February was a busy month for us travel-wise. Not only did Chad have the usual work trips, but I had planned to fly back to Boston for Bill's birthday party, and all of us did our normal go-up-to-the-mountains-for-ski-week thing.
I was scheduled on a direct flight to Boston on a Thursday, was going to have a day to goof off by myself on Friday, go to Bill's party Saturday, and head over to see Chad's family in Rockport Sunday before flying back Monday. All planned out, all very straightforward.
Except for this thing called winter weather...
On Wednesday afternoon, my original flight was preemptively cancelled because of a storm due to roll in. Needless to say, I was a bit irritated, since it looked like the storm was supposed to roll through before my plane was scheduled to land there, but that particular airline (Jetblue) is apparently pretty prone to cancelling things early. I was even more irritated when, after trying to get through to the airline on the phone for several hours, they gave me a response of "well, we've rescheduled you on a flight for Sunday."
Sunday???? That's *three days* after the original flight, and after the birthday event. Not acceptable. Fortunately, while I was waiting on hold, I had found a relatively cheap alternative on Alaska for Thursday, so I had Jetblue refund my ticketand switched gears. The new flight was not direct, but Seattle wasn't too far out of the way, so all seemed ok.
Of course, that storm was still coming.
I got up early Thursday, took a shuttle to the airport for my 6am flight, and checked my phone for the flight status of the second leg from Seattle to Boston. All looked well, so I turned the phone off for takeoff. Not 30 seconds later, I hear a voice from the row behind me "Darn it -- they just cancelled our flight to Boston."
Argh! I ascertained that they were talking about my flight. We all headed up to the front of the plane (which hadn't quite left yet) to figure out what the situation was. Do we stay on this plane and hope they can reschedule us by the time we land in Seattle, or just give up? Four of the six people got off, but the two of us who had more urgency to actually get to Boston stayed on after the gate agent who came down to talk to us said "I might be able to get you on the red-eye to Boston tonight if it is still available when I get back to the computer." Not ideal, but ok. Birthday party isn't until Saturday.
At this point, I figured there would be more alternatives on Alaska going out of Seattle (it's their hub), and the worst that would happen was that I'd have to kill time in WA. I have family there too :)
Good thing for that family. I landed in Seattle to find that Alaska did get me a seat on a red-eye into Boston, but it was for Friday night, not Thursday, so I had a full day and a half to kill. I'd still make it to the party on Saturday, though!
After sending an email to the hotel in Boston cancelling Thursday and Friday night, I called my sister-in-law, who was kind enough to come pick me up and let me invade for a day and a half. Although my brother was out of town, I had a good visit with her and the kids. It's quite entertaining to watch kids' reactions upon arriving home from school to find an unexpected relative... It was really cool to have more of a chance to talk to both Becka and the kids than I usually do at larger family gatherings, and the kids were much more open and goofy on their own home turf. Very fun, and it wouldn't have happened if not for the travel troubles.

REQUIREMENT.
Rewrite the part of the Boston trip story starting with "I was scheduled" and going on through "called winter weather...", swapping "straightforward" for "simple".

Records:
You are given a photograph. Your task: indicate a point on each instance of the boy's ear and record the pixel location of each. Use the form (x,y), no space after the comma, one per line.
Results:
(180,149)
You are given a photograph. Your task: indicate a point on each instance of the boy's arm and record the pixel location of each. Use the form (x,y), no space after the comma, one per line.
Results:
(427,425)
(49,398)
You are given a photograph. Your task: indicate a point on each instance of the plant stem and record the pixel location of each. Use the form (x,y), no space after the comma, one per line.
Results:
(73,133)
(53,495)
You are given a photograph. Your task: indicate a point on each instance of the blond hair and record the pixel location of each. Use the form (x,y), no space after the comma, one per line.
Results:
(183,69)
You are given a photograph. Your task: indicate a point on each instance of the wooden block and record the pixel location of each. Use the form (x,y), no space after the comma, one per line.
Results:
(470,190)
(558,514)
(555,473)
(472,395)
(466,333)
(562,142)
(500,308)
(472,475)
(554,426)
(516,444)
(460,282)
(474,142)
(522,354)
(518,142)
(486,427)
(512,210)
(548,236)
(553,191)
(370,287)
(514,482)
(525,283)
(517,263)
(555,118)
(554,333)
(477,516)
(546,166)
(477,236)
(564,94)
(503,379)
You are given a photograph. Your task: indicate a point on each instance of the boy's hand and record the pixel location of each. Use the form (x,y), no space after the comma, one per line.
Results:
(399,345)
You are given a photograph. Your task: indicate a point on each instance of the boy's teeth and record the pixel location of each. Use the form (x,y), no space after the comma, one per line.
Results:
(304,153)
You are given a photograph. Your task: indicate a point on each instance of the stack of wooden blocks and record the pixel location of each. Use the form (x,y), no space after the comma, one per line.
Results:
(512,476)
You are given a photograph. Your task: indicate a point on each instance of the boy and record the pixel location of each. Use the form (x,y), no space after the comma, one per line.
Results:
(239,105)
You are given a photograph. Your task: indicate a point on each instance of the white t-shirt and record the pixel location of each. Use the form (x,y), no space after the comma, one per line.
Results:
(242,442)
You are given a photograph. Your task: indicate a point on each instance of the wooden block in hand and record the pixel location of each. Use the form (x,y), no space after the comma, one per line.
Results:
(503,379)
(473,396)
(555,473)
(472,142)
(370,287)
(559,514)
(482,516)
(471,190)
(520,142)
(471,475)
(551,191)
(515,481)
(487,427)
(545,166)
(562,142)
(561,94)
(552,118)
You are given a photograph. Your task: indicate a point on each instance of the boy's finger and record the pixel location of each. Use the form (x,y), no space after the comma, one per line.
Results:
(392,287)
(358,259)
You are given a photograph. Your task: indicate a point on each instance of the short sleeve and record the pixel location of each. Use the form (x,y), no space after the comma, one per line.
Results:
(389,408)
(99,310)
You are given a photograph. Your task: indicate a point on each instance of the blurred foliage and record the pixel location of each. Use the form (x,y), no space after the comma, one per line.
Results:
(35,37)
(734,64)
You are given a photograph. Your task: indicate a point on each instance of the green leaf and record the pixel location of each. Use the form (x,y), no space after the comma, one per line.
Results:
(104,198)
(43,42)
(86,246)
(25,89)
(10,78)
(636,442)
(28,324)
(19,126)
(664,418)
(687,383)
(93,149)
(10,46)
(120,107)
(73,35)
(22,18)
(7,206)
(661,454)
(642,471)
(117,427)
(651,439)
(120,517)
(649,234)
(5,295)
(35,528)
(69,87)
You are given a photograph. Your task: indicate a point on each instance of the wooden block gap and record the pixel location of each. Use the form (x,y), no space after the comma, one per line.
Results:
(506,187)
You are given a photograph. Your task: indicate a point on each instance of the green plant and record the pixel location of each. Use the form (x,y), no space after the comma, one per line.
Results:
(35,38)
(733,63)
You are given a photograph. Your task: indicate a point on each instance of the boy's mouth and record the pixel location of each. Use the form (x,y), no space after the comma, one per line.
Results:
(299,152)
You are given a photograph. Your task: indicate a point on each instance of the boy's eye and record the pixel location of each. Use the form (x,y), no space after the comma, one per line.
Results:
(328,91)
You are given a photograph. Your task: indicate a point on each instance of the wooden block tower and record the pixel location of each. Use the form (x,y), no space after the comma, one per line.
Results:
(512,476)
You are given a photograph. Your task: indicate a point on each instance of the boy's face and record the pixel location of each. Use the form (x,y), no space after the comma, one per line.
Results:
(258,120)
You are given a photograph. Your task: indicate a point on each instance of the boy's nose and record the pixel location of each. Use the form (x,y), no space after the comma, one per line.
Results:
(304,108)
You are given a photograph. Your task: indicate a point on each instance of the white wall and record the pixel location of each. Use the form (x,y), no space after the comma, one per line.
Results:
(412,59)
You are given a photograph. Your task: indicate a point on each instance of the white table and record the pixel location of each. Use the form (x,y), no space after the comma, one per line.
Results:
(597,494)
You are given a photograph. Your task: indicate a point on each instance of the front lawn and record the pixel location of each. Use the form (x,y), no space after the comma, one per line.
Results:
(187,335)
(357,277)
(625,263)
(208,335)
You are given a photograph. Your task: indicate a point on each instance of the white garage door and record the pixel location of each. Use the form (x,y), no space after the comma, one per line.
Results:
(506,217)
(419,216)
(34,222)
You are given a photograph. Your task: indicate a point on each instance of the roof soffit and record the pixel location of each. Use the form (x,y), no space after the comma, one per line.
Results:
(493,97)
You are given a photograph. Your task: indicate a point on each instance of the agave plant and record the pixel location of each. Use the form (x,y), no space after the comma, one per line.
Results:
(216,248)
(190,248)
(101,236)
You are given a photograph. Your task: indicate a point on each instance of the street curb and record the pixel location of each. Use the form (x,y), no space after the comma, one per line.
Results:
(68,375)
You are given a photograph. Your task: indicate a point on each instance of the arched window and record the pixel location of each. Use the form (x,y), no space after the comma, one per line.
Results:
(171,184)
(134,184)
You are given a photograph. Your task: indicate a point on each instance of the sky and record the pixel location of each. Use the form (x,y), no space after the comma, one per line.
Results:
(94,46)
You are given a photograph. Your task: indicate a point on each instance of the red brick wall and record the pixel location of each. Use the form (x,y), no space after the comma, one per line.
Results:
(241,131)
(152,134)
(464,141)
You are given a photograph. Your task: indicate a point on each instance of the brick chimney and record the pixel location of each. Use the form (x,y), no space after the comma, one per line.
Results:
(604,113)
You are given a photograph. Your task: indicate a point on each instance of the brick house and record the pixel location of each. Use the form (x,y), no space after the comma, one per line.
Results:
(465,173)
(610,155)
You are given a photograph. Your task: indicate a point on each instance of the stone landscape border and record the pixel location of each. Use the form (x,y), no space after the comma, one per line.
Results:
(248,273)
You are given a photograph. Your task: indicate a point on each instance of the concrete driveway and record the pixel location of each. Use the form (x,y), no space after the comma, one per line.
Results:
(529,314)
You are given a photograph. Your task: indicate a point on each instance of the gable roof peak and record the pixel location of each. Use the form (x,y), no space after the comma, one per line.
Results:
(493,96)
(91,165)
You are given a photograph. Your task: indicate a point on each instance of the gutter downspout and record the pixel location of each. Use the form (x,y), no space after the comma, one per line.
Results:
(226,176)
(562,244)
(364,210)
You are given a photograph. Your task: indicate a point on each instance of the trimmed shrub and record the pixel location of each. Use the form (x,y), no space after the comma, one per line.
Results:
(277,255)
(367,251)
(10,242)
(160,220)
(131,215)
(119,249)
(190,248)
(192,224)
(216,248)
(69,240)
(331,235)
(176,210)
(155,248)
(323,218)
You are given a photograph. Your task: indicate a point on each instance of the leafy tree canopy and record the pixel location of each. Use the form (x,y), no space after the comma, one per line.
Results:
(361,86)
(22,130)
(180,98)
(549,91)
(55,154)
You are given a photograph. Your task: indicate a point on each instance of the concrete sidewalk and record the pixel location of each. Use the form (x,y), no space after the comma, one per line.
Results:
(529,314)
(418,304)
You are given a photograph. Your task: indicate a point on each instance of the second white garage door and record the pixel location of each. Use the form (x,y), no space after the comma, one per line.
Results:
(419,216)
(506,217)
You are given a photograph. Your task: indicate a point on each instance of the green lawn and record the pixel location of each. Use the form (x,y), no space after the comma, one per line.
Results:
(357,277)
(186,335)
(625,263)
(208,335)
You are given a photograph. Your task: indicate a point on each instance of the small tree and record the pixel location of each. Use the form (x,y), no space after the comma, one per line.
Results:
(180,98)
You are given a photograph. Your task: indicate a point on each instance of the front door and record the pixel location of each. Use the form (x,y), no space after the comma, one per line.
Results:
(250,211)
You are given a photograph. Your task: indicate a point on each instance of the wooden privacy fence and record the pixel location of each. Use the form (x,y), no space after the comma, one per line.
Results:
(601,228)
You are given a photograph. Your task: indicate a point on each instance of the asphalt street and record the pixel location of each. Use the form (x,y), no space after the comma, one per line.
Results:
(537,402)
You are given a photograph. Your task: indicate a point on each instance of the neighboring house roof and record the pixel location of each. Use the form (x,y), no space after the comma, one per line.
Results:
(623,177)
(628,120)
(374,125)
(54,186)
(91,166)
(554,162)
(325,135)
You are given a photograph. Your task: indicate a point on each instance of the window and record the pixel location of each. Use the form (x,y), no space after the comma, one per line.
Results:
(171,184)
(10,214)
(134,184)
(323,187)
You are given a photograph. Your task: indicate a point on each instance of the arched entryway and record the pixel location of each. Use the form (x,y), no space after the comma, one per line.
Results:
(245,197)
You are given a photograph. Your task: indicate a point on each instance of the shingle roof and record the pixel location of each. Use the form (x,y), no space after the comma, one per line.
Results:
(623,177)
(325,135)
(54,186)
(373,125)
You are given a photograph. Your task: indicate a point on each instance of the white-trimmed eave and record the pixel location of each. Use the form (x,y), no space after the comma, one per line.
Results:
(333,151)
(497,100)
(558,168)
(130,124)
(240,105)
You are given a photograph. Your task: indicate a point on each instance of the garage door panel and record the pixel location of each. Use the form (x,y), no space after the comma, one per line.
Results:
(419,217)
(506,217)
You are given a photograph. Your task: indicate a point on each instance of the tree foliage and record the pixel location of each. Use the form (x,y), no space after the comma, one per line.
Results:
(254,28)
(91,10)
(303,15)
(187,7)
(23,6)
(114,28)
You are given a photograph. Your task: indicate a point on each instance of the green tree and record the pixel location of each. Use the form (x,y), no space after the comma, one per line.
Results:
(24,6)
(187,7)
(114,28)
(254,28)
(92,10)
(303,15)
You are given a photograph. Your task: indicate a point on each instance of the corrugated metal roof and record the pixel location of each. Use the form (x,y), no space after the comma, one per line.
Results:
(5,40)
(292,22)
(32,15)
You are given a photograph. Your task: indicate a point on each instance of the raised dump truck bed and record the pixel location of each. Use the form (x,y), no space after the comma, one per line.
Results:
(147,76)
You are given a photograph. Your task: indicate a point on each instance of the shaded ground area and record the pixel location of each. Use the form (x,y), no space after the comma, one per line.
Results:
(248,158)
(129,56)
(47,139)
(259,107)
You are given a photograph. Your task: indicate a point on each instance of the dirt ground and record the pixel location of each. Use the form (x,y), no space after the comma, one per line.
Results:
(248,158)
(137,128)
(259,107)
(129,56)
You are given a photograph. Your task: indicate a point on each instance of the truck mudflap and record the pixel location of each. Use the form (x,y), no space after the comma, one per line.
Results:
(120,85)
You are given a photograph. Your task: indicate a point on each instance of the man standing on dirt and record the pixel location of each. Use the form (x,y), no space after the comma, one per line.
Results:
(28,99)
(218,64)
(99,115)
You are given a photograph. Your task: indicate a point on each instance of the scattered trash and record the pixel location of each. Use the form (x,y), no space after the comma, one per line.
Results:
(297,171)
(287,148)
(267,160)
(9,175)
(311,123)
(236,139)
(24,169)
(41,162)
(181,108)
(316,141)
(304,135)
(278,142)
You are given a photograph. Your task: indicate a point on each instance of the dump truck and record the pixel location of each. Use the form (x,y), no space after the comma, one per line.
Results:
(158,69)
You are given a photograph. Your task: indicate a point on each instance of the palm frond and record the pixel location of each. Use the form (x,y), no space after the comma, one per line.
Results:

FINISHED TASK.
I was scheduled on a direct flight to Boston on a Thursday, was going to have a day to goof off by myself on Friday, go to Bill's party Saturday, and head over to see Chad's family in Rockport Sunday before flying back Monday. All planned out, all very simple.
Except for this thing called winter weather...